Task goal
Search the listing for the word "dark". Copy every line where it is found.
[[ Data shown, beginning ]]
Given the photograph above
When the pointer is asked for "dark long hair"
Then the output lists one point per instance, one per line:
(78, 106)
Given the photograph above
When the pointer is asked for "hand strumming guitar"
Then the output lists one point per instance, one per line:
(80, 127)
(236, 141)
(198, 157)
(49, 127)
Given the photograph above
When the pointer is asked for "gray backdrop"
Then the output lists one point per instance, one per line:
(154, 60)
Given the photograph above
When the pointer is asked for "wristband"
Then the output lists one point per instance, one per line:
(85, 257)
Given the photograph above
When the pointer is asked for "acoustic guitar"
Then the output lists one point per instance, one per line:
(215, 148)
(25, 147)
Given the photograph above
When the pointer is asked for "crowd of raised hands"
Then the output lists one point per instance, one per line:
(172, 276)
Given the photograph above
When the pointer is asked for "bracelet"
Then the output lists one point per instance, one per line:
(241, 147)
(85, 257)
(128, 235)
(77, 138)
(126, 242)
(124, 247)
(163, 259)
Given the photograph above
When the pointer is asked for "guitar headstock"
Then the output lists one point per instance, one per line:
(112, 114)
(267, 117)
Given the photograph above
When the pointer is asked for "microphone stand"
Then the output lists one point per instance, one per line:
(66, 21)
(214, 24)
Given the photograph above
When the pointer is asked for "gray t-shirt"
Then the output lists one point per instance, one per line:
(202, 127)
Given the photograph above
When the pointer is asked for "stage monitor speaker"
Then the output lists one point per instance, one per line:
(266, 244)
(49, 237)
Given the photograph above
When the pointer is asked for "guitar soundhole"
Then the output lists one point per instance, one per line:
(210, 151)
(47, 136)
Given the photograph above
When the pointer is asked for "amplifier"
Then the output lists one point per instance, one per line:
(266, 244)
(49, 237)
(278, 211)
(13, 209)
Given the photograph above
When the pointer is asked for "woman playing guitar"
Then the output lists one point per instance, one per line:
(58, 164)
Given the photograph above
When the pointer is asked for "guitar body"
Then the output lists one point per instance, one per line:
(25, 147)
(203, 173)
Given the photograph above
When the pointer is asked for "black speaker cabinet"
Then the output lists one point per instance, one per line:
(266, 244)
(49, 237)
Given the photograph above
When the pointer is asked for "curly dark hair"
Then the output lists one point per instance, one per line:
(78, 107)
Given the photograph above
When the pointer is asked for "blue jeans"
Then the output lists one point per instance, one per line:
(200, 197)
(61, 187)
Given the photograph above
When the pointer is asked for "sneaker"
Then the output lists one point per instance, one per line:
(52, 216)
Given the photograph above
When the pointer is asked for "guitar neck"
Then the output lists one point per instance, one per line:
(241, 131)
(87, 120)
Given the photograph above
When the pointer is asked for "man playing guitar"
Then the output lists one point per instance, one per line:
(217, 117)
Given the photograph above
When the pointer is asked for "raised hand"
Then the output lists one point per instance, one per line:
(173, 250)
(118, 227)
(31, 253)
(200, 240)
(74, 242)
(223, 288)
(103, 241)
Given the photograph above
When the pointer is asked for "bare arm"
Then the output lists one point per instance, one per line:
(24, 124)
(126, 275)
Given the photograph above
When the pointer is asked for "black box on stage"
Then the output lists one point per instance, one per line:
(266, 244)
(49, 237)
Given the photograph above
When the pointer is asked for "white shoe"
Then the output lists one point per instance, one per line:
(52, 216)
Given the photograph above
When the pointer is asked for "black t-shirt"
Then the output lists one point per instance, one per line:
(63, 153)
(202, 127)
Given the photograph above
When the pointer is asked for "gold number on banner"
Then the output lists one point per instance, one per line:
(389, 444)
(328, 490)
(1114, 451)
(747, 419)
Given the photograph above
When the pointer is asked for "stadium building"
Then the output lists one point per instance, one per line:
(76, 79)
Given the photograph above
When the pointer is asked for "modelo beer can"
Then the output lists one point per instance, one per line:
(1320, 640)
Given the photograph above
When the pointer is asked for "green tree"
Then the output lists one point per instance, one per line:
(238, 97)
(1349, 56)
[[ Data shown, end ]]
Response to this task
When the pointer is asked for "dark long hair"
When the pointer is asked for "curly dark hair"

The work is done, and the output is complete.